Data records
§

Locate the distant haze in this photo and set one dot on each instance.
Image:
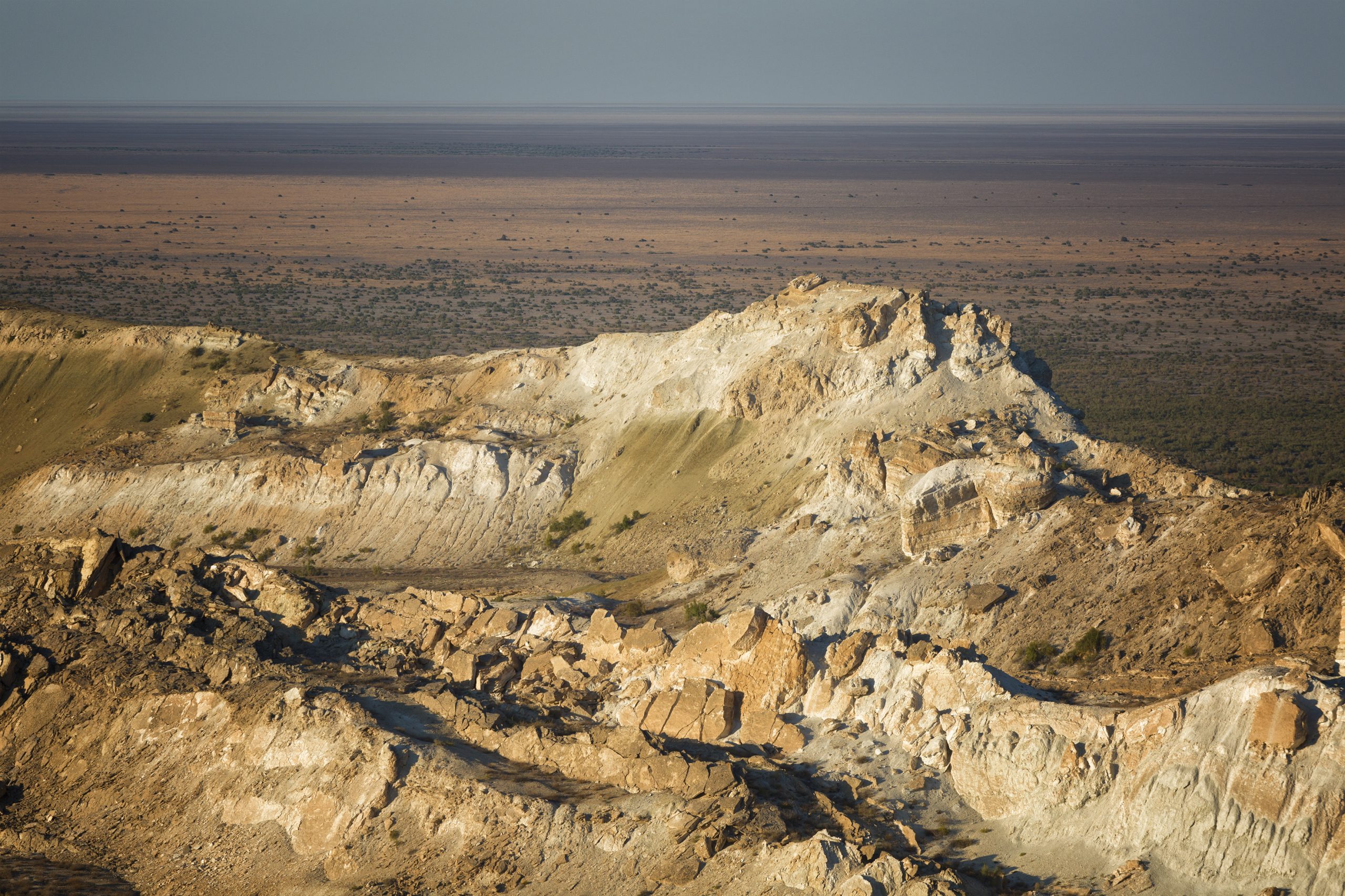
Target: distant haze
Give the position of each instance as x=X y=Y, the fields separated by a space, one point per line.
x=676 y=51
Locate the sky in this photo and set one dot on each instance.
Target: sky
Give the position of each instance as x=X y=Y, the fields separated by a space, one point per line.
x=676 y=51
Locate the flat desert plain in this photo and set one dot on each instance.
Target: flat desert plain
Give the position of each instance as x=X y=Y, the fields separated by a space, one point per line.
x=1180 y=271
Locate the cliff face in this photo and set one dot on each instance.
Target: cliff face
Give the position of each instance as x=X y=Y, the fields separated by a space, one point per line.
x=524 y=432
x=844 y=530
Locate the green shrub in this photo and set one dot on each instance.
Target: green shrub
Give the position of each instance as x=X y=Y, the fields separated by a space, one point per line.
x=700 y=611
x=1091 y=643
x=565 y=526
x=1036 y=653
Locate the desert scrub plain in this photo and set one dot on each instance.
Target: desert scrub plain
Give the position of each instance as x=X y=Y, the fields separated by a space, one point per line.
x=1184 y=279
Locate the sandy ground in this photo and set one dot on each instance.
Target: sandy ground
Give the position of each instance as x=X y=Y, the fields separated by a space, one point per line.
x=1184 y=277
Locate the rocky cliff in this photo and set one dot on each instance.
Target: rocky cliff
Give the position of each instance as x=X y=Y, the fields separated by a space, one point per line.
x=852 y=605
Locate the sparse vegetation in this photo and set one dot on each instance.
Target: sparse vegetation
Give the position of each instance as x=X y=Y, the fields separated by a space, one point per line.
x=1036 y=653
x=561 y=529
x=308 y=548
x=384 y=422
x=1087 y=649
x=698 y=611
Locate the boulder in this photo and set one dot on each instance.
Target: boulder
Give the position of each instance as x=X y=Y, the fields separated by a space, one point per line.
x=99 y=564
x=1258 y=638
x=846 y=655
x=982 y=598
x=1332 y=537
x=1132 y=878
x=1245 y=569
x=1279 y=722
x=817 y=866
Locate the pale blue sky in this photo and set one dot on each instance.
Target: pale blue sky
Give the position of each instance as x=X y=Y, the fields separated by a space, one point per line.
x=693 y=51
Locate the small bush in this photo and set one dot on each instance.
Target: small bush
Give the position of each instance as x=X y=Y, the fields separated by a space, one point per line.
x=627 y=521
x=1036 y=653
x=308 y=549
x=565 y=526
x=700 y=611
x=1091 y=643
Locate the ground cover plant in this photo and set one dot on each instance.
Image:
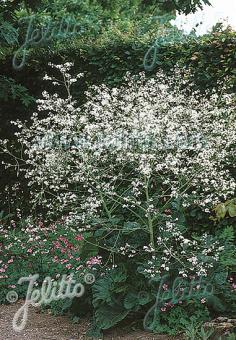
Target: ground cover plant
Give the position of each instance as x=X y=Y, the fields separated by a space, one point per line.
x=142 y=177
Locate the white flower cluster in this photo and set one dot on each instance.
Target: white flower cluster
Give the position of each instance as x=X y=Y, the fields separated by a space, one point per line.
x=176 y=252
x=147 y=131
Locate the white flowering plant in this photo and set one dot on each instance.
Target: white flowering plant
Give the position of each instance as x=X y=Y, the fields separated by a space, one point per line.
x=125 y=168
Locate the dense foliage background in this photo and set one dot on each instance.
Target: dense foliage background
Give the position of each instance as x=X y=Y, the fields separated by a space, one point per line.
x=111 y=38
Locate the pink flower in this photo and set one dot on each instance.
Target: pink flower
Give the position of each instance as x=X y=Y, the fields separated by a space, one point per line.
x=79 y=238
x=165 y=286
x=94 y=260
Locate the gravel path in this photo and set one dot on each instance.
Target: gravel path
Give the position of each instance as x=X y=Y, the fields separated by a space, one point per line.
x=43 y=326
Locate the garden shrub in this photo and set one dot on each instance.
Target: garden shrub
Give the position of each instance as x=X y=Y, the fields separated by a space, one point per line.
x=124 y=170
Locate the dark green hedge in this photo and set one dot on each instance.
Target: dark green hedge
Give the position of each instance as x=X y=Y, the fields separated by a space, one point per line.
x=108 y=57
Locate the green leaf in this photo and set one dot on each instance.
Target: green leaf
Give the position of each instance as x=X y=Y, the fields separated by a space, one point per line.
x=106 y=316
x=232 y=210
x=220 y=210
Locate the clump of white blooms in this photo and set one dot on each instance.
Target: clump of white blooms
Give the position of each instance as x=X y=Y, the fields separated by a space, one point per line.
x=133 y=150
x=144 y=130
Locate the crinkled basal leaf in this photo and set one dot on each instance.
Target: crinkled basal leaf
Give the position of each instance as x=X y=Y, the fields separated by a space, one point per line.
x=221 y=211
x=232 y=210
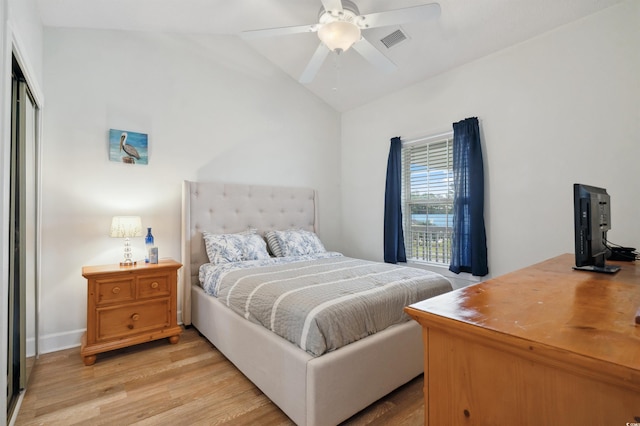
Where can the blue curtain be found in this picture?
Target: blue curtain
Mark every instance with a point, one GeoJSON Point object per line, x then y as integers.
{"type": "Point", "coordinates": [394, 251]}
{"type": "Point", "coordinates": [469, 242]}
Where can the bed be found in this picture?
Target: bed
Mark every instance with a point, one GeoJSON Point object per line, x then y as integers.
{"type": "Point", "coordinates": [311, 390]}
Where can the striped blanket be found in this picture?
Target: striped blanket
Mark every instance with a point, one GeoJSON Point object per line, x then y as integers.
{"type": "Point", "coordinates": [320, 302]}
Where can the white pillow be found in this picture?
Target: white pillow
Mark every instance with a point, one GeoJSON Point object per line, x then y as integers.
{"type": "Point", "coordinates": [298, 242]}
{"type": "Point", "coordinates": [225, 248]}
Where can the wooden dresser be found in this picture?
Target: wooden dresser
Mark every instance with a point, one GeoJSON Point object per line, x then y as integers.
{"type": "Point", "coordinates": [129, 305]}
{"type": "Point", "coordinates": [545, 345]}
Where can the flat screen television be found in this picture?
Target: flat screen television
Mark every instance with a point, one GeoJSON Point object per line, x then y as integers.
{"type": "Point", "coordinates": [592, 219]}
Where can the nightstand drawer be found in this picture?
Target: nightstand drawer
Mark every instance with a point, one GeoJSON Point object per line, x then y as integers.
{"type": "Point", "coordinates": [153, 286]}
{"type": "Point", "coordinates": [114, 290]}
{"type": "Point", "coordinates": [120, 321]}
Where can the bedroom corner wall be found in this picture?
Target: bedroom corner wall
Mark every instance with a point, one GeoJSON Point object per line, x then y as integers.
{"type": "Point", "coordinates": [213, 110]}
{"type": "Point", "coordinates": [558, 109]}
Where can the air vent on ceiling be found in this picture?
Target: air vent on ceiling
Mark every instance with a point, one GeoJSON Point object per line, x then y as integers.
{"type": "Point", "coordinates": [394, 38]}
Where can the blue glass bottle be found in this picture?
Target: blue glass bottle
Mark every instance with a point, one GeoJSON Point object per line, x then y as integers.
{"type": "Point", "coordinates": [148, 242]}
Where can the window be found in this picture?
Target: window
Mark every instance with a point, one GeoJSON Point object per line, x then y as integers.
{"type": "Point", "coordinates": [427, 198]}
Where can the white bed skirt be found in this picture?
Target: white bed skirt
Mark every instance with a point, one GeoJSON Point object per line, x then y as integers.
{"type": "Point", "coordinates": [312, 391]}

§

■ Stated goal:
In the records above, find the line containing "Where can the air"; please retype it and every line after it through the last line, exactly and with nothing else.

■ Worked answer:
Where can the air vent on ceiling be found in this picture?
Target: air vent on ceiling
Mark every instance with a point, one GeoJSON Point object per line, x then y as integers.
{"type": "Point", "coordinates": [394, 38]}
Where can the blue glass bottle be found in this picture?
Target: blue glass bottle
Mark every instance with a point, one GeoJSON Point object per line, x then y as integers.
{"type": "Point", "coordinates": [148, 242]}
Where can the window be found in this picture?
Target: window
Mark every instance with a point, one GeoJSON Point object per line, x then y as integers.
{"type": "Point", "coordinates": [427, 198]}
Where can the white bed skirt be found in this picture?
Target: white bed skirt
Mark every instance with a point, one GeoJSON Point object per line, x then y as integers.
{"type": "Point", "coordinates": [312, 391]}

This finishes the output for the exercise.